** BEGIN Task data **

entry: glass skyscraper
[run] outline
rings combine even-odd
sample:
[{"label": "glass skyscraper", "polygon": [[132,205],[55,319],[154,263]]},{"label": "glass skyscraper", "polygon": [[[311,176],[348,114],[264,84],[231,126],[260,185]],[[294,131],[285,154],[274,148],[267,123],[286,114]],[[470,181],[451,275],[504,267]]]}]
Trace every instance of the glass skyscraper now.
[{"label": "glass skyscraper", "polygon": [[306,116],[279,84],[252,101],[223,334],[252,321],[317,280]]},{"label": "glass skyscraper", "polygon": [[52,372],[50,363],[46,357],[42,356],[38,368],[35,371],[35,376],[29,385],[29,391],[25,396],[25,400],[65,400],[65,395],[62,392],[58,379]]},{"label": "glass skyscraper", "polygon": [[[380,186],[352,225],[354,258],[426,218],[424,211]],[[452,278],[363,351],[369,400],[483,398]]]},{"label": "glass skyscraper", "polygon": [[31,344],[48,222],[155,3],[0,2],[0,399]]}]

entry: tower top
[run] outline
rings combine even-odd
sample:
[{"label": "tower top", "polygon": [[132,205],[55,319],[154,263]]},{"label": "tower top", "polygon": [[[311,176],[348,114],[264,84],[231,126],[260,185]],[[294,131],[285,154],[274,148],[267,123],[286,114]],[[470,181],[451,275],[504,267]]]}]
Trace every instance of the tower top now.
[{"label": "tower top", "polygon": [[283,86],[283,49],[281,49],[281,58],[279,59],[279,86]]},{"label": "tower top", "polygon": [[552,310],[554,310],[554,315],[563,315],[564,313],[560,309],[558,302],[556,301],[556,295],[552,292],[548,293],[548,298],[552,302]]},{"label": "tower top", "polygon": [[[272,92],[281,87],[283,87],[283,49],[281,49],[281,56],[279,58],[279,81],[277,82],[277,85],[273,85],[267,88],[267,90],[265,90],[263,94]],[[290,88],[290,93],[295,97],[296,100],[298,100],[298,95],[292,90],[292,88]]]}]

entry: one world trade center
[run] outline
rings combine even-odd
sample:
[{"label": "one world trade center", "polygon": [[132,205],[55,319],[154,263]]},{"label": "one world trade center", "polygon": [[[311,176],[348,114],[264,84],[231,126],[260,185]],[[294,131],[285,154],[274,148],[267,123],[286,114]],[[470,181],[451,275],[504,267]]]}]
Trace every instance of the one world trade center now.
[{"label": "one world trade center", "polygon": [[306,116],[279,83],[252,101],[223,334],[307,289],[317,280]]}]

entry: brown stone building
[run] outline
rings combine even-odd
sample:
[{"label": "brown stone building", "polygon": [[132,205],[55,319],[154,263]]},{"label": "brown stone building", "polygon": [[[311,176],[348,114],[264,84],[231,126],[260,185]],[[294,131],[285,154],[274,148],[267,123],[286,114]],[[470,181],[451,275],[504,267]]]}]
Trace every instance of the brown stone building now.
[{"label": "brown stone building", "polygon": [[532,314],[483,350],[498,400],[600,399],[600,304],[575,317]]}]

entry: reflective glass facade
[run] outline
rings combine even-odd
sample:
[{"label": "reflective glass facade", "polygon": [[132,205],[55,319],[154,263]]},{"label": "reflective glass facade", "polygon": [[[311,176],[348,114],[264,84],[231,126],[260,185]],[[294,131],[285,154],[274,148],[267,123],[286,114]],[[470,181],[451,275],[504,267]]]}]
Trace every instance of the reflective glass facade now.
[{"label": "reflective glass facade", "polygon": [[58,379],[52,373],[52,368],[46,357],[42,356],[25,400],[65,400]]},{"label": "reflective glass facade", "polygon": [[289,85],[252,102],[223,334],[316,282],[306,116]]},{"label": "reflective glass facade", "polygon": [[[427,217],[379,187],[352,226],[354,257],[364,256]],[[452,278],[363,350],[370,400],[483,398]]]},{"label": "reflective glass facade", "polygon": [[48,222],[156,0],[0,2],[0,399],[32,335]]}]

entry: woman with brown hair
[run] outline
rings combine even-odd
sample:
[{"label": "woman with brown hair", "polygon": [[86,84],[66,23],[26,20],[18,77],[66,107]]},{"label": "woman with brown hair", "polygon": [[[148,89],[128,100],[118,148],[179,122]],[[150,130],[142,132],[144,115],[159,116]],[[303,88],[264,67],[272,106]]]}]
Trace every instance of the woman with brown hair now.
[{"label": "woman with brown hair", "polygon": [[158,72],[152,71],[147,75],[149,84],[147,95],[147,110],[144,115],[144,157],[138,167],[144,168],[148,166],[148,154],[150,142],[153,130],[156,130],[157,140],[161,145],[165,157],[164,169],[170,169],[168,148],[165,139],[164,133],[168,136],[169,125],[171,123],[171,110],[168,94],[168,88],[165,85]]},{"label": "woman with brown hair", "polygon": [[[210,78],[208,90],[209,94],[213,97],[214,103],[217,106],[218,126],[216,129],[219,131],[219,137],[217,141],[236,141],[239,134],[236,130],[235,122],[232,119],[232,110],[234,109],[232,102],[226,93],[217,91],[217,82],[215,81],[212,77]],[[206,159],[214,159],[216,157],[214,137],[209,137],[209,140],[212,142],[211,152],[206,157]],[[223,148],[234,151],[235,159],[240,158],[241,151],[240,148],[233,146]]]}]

** END Task data **

# Task directions
Output the lines of the listing from the line with "entry: woman with brown hair" through the end of the listing as a JSON list of strings, one string per line, omitting blank lines.

# Task response
[
  "entry: woman with brown hair",
  "[run] outline",
  "rings combine even-odd",
  "sample:",
  "[{\"label\": \"woman with brown hair\", \"polygon\": [[86,84],[66,23],[26,20],[18,77],[66,107]]},{\"label\": \"woman with brown hair\", \"polygon\": [[[148,89],[128,100],[118,148],[179,122]],[[150,130],[142,132],[144,115],[159,116]],[[303,88],[264,67],[272,106]]]}]",
  "Trace every instance of the woman with brown hair now.",
  "[{\"label\": \"woman with brown hair\", \"polygon\": [[158,72],[152,71],[147,75],[149,84],[147,95],[147,110],[144,115],[144,157],[138,167],[144,168],[148,166],[148,154],[150,142],[153,130],[156,130],[157,140],[161,145],[165,157],[164,169],[170,169],[168,148],[165,139],[164,133],[168,136],[169,125],[171,123],[171,110],[168,94],[168,88],[165,85]]},{\"label\": \"woman with brown hair\", \"polygon\": [[[210,78],[208,90],[209,94],[213,97],[214,103],[217,106],[218,126],[216,129],[219,131],[219,137],[217,141],[236,141],[239,134],[236,130],[235,122],[232,119],[232,110],[234,109],[232,102],[226,93],[217,91],[217,82],[215,81],[212,77]],[[206,159],[214,159],[216,157],[214,137],[209,137],[209,140],[212,142],[211,152],[206,157]],[[223,148],[234,151],[235,159],[240,158],[241,151],[240,148],[233,146]]]}]"
]